*** Study text ***

Open Source: MSK Researchers Share Valuable Cancer Data

Computational biologist Nikolaus Schultz

Computational biologist Nikolaus Schultz is Head of Knowledge Systems in MSK’s Marie-Josée & Henry R. Kravis Center for Molecular Oncology.

Every month, more than 30,000 scientists from institutions around the world tap into the cBioPortal for Cancer Genomics, which contains data on tens of thousands of tumors. Sharing information to expedite discoveries and improving patient care everywhere have been the key goals since the cBioPortal was launched in 2008.

“Much of this data is complex, and we anticipated that it would be helpful to make it accessible and interpretable for biologists and clinicians who don’t have a background in computational biology,” says Nikolaus Schultz, who helped create the cBioPortal when he was a postdoctoral fellow in the Sloan Kettering Institute. “Our main goal was to find a way to make the data understandable for users,” adds Dr. Schultz, who now leads a lab in Memorial Sloan Kettering’s Human Oncology and Pathogenesis Program (HOPP) and is Head of Knowledge Systems in MSK’s Marie-Josée & Henry R. Kravis Center for Molecular Oncology.

The cBioPortal is an open-source database, meaning no licenses or fees are required to use the software or the data. Additionally, scientists at any institution can install the software on their own computers and feed it their own data. Users are also encouraged to contribute to the code and make the software better for everyone.

Growing a Multi-Institutional Partnership

The information in the portal really started to take off in 2014. That’s when MSK began analyzing patient tumors with MSK-IMPACTTM, a diagnostic test that looks for mutations in hundreds of genes linked to cancer. “This meant a shift to a lot more clinical data,” Dr. Schultz says. “In addition to making the data useful for cancer researchers working in the lab, we needed to make it useful for patient care.” Now, when a patient’s tumor tests positive for a particular mutation, their doctor can use the portal to learn more about it and what drugs may be effective.

To maintain privacy, patient information linked to the genetic information can’t be traced back to the patient. The data includes only basic details useful to scientists, such as the kind of cancer as well as the patient’s age, gender, racial and ethnic background, and when in the course of their treatment the sample was collected.

***

**Exercise prompt:** Reproduce the passage of the cBioPortal article that begins at the words "Open Source: MSK" and stops after the words "launched in 2008.".

*** Source information ***

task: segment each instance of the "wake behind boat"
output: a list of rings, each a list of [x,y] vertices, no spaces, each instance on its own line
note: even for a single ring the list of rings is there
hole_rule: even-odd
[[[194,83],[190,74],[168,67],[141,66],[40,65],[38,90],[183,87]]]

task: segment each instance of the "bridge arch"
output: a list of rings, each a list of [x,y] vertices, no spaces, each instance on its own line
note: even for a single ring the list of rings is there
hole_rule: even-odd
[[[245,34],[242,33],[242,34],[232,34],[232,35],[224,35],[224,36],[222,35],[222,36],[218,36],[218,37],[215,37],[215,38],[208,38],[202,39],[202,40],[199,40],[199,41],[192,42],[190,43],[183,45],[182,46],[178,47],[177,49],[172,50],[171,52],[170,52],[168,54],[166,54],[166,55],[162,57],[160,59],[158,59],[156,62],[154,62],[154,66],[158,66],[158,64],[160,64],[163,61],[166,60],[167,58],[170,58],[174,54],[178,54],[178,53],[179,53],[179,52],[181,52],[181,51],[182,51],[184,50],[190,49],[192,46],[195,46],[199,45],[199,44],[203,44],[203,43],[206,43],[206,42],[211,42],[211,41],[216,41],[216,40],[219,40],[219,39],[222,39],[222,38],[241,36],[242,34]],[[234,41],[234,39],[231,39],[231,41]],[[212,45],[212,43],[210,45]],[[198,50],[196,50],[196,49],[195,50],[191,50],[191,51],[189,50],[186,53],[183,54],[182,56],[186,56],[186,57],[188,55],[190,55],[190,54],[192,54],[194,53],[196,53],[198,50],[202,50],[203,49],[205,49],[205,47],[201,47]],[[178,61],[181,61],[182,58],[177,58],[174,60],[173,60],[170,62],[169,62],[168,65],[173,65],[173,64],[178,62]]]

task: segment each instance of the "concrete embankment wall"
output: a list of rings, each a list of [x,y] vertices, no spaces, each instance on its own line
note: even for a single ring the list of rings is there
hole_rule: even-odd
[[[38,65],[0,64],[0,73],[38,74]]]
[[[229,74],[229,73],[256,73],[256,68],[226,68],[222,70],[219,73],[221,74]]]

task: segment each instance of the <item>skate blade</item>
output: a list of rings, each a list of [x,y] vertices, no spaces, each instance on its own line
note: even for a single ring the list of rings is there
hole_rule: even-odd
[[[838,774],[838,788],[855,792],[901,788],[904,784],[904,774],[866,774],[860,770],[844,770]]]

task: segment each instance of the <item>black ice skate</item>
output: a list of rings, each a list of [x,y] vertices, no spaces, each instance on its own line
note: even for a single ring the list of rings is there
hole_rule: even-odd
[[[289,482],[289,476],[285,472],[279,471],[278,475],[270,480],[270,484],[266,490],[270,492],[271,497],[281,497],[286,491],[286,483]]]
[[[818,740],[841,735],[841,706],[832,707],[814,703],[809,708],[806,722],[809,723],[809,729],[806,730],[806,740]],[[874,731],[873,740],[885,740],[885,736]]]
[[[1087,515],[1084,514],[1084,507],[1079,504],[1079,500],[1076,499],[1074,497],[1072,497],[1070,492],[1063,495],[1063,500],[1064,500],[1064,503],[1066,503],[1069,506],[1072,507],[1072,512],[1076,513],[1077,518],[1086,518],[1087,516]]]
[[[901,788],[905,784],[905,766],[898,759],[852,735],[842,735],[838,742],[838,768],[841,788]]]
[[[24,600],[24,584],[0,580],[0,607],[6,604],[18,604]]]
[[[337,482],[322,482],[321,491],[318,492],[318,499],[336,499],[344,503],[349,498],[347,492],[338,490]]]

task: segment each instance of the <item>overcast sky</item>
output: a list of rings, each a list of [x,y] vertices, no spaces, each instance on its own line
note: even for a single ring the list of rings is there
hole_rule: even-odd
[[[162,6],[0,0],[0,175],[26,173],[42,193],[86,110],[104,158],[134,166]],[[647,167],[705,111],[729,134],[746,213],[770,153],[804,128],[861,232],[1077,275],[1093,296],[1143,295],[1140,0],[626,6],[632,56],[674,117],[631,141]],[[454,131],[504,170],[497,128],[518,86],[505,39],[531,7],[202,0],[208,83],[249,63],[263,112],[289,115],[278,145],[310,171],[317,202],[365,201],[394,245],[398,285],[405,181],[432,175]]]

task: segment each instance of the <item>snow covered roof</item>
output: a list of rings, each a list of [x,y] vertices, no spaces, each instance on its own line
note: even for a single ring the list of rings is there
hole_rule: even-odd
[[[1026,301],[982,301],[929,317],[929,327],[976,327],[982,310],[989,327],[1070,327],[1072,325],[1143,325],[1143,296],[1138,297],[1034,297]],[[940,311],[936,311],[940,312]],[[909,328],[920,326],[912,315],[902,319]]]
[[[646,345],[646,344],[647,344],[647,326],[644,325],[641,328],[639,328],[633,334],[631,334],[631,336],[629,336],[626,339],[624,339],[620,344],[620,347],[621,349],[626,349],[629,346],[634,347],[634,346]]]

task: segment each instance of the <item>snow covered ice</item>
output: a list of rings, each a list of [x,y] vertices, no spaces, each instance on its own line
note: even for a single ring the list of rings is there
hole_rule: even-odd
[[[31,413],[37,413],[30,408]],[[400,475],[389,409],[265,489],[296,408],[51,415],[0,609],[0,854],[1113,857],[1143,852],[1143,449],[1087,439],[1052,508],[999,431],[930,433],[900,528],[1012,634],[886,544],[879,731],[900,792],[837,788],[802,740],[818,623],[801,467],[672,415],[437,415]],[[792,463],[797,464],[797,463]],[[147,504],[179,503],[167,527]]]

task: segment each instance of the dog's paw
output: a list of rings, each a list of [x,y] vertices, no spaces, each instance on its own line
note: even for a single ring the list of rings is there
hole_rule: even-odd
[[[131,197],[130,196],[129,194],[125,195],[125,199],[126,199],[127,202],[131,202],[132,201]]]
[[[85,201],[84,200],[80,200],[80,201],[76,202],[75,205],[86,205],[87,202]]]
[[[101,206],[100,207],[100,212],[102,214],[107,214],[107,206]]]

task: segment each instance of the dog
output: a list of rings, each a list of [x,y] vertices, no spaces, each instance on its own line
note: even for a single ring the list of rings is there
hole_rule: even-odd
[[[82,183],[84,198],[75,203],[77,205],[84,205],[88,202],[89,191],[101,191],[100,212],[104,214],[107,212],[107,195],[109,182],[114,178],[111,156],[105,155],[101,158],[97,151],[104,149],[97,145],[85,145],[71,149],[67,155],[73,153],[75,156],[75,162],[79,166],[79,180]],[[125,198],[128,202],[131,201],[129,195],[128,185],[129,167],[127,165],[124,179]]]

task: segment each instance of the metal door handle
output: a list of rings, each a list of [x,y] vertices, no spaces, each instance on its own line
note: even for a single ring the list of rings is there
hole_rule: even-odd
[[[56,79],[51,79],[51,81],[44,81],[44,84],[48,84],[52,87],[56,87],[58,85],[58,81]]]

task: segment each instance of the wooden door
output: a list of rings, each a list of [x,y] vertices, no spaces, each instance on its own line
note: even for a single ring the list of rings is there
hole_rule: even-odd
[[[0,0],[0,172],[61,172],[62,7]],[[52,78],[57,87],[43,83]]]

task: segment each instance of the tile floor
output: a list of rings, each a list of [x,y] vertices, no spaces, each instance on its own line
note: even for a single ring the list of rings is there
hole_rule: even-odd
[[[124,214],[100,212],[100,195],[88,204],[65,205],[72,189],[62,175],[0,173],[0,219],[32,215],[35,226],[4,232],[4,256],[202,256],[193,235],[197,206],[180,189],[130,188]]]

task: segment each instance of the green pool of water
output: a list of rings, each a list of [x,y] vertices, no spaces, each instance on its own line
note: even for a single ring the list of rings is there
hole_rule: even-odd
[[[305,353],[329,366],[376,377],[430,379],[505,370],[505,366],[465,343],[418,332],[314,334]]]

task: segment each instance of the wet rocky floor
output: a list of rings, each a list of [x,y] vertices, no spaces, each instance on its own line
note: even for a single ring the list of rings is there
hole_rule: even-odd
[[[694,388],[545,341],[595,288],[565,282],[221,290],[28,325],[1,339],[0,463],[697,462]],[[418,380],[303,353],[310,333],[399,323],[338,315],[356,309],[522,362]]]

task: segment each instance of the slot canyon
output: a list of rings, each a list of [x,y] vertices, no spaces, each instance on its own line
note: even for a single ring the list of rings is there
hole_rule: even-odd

***

**Solution to this problem:**
Open Source: MSK Researchers Share Valuable Cancer Data

Computational biologist Nikolaus Schultz

Computational biologist Nikolaus Schultz is Head of Knowledge Systems in MSK’s Marie-Josée & Henry R. Kravis Center for Molecular Oncology.

Every month, more than 30,000 scientists from institutions around the world tap into the cBioPortal for Cancer Genomics, which contains data on tens of thousands of tumors. Sharing information to expedite discoveries and improving patient care everywhere have been the key goals since the cBioPortal was launched in 2008.